- _TASK DESCRIPTION_: Whenever "Return" appears in a line of the entries below, that line counts; give the total only.

───── DATA IN THIS EXERCISE ─────

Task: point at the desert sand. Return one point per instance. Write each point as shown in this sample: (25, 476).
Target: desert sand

─────
───── DATA IN THIS EXERCISE ─────

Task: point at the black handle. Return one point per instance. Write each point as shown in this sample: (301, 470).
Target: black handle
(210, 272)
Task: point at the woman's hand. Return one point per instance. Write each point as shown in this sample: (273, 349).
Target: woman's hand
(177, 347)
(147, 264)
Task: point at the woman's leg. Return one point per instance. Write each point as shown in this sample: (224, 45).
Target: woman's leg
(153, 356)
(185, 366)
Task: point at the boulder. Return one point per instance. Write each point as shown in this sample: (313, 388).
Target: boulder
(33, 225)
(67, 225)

─────

- _RESULT OF THIS EXERCISE_: 5